SHORT PROBLEM> In the passage on ancient beeswax use, where did the team find the earliest evidence of beeswax use?

An ancient plaque featuring a bee goddess.
Credit: Jastrow/Wikimedia Commons
This plaque, housed at the British Museum, is one of many ancient representations of bee worship.

Although people around the world—including ancient Mayan, Egyptian, Hindu, and Greek cultures—have all worshiped bees at one point or another, it’s been a long-standing mystery as to when humans began using beeswax. Now a team of researchers led by Mélanie Roffet-Salque at the University of Bristol has come closer to an answer: The group used gas chromatography/mass spectrometry to analyze 6,400 pottery sherds across Europe, the Middle East, and North Africa for the chemical signature of beeswax, a precise mixture of n-alkanes, n-alkanoic acids, and fatty acyl wax esters. The team found that use of beeswax dates back at least 9,000 years, to the 7th millennium B.C.E., when humans were turning to agricultural lifestyles (Nature 2015, DOI: 10.1038/nature15757). These Neolithic humans probably used beeswax for a variety of applications: as a waterproofing agent for pottery vessels as well as a fuel, a cosmetic ingredient, and an instrument for religious ceremonies. The team discovered that the earliest evidence of beeswax use was in Anatolia, Turkey. Hunter-gatherers might have been using beehive products earlier than the 7th millennium B.C.E., Roffet-Salque says, but it’s difficult to prove because hunter-gatherers did not use pottery, so there are no sherds to analyze.

ENTRIES>
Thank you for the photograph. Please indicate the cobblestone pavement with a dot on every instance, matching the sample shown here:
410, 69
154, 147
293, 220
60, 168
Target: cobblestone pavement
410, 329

TASK OUTPUT> In Anatolia, Turkey.